» **WHAT NEEDS TO BE DONE**
An exact copy of every record below is what's needed here.

BEGIN

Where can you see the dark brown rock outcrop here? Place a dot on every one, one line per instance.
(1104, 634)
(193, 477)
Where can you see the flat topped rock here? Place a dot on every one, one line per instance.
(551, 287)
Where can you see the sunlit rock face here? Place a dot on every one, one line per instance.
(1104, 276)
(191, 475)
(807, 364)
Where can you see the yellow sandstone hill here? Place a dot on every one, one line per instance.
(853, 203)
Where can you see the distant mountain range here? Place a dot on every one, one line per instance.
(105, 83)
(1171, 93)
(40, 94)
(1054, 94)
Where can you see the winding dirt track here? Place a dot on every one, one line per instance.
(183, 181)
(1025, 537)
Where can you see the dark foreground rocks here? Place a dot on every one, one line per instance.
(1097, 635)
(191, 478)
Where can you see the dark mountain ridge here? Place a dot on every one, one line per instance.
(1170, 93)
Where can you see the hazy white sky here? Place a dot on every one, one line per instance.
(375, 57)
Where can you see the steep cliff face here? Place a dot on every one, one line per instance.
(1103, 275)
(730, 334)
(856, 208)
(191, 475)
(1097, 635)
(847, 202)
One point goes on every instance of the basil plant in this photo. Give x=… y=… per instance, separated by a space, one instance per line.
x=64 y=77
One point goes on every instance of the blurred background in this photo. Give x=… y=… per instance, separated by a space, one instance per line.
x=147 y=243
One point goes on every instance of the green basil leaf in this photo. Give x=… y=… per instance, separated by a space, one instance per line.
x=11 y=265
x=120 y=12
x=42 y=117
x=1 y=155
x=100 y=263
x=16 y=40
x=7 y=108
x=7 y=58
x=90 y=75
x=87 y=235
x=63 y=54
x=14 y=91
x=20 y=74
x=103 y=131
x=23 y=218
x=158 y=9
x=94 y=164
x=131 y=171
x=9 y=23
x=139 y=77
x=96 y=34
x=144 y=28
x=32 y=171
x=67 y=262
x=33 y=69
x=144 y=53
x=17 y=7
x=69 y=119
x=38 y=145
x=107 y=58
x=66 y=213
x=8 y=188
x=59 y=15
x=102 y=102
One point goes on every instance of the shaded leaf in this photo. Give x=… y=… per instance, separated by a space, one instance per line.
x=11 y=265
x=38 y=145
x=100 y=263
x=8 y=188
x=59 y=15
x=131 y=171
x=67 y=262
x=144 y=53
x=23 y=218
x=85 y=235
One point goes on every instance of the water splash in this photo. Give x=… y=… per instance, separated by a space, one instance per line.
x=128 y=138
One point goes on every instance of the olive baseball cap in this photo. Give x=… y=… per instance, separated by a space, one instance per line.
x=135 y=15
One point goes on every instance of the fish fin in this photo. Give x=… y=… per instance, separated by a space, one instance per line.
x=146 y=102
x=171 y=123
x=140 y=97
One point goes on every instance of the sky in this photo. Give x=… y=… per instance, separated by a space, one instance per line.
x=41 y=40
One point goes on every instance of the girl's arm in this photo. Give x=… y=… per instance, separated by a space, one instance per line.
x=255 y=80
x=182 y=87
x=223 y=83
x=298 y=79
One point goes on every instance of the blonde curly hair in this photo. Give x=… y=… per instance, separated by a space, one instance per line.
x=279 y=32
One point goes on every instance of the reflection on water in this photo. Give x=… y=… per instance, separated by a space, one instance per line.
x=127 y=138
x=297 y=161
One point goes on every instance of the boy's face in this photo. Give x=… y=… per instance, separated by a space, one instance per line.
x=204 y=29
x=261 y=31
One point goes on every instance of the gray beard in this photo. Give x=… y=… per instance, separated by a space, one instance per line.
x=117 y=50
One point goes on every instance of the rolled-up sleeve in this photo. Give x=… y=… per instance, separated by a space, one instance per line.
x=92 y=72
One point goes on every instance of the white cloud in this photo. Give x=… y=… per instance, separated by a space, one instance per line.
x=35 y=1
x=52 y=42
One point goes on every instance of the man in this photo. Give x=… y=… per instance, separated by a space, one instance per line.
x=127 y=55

END

» **REPLY**
Where can you see the dark brown rock outcrop here? Place a dot on every one, one line per instance.
(1104, 634)
(193, 477)
Where can you see the flat topped rock here? Place a dot on every one, one line per instance.
(551, 287)
Where can you see the sunlit rock face here? Place a dot on every one, one line per instance.
(1104, 276)
(191, 475)
(807, 364)
Where can you see the yellow sandstone hill here? Place a dot on every one, one line per instance.
(853, 203)
Where can you see the distant mountain range here? Place a dot on every one, one line per instance.
(105, 83)
(1171, 93)
(40, 94)
(1054, 94)
Where can you see the winding dirt track here? Place a dot on every one, one line per instance.
(183, 181)
(1025, 537)
Where can you see the dark foreground rocks here? Place a dot on every one, one line per instance.
(1097, 635)
(191, 478)
Where can you see the dark mountain ridge here? Place a dot on every one, one line per instance.
(1170, 93)
Where can you see the hazy white sky here? Place a dot on every one, one line per instance.
(375, 57)
Where can you see the steep cliff face here? Place a dot on every one, one line per instance.
(1103, 275)
(730, 334)
(856, 208)
(191, 475)
(1097, 635)
(847, 202)
One point goes on every instance of the basil plant in this photo. Give x=… y=… per instance, separated by a space, one instance per line.
x=64 y=77
One point goes on every instance of the blurred background in this photo. Give x=… y=… per instance, separated by a space, one instance per line.
x=147 y=243
One point goes on every instance of the green basil leaf in this photo. Give x=… y=… per instance, separated by a space, one instance per line.
x=11 y=265
x=120 y=12
x=42 y=117
x=1 y=155
x=100 y=263
x=16 y=40
x=7 y=108
x=7 y=58
x=90 y=75
x=87 y=235
x=63 y=54
x=14 y=91
x=20 y=74
x=103 y=131
x=23 y=218
x=158 y=9
x=94 y=164
x=131 y=171
x=9 y=23
x=139 y=77
x=96 y=34
x=144 y=28
x=32 y=171
x=67 y=262
x=33 y=69
x=144 y=53
x=17 y=7
x=69 y=119
x=38 y=145
x=107 y=58
x=66 y=213
x=8 y=188
x=59 y=15
x=102 y=102
One point goes on every instance of the shaded leaf in this photo. Give x=… y=… per instance, separated by a space, one instance per line.
x=11 y=265
x=38 y=145
x=100 y=263
x=8 y=188
x=59 y=15
x=131 y=171
x=67 y=262
x=144 y=53
x=23 y=218
x=85 y=235
One point goes on every instance of the water splash in this photo. Give x=… y=… per instance, separated by a space, one instance per line.
x=128 y=138
One point goes on every instance of the olive baseball cap in this photo. Give x=… y=… per instance, separated by a space, one instance per line.
x=135 y=15
One point goes on every instance of the fish fin in this photo. Give x=… y=… per instance, separated by a space, one instance per line.
x=146 y=102
x=171 y=123
x=140 y=97
One point goes on every instance of the sky in this photo. Give x=… y=… per instance, separated by a space, one instance per line.
x=41 y=40
One point goes on every instance of the girl's arm in this photo. Give x=… y=… per instance, separated by a space, one instance per line.
x=255 y=80
x=182 y=87
x=223 y=83
x=298 y=79
One point goes on every instance of the blonde curly hair in this photo. Give x=… y=… per instance, separated by a space, one instance per line.
x=279 y=32
One point goes on every instance of the reflection on water in this photo. Give x=… y=… per instance, separated by a space, one instance per line.
x=127 y=138
x=297 y=161
One point goes on every instance of the boy's face in this photo. Give x=… y=… per instance, separated by a space, one instance per line.
x=204 y=29
x=261 y=31
One point goes on every instance of the gray beard in this photo. Give x=… y=… per instance, separated by a space, one instance per line.
x=117 y=50
One point goes on every instance of the rolled-up sleeve in this photo. Give x=… y=… per instance, separated by a space, one instance per line.
x=92 y=72
One point goes on every instance of the white cloud in this photo. Give x=… y=… per instance, separated by a space, one instance per line.
x=35 y=1
x=52 y=42
One point goes on every instance of the man in this photo. Give x=… y=… per instance, separated by a space, one instance per line.
x=127 y=55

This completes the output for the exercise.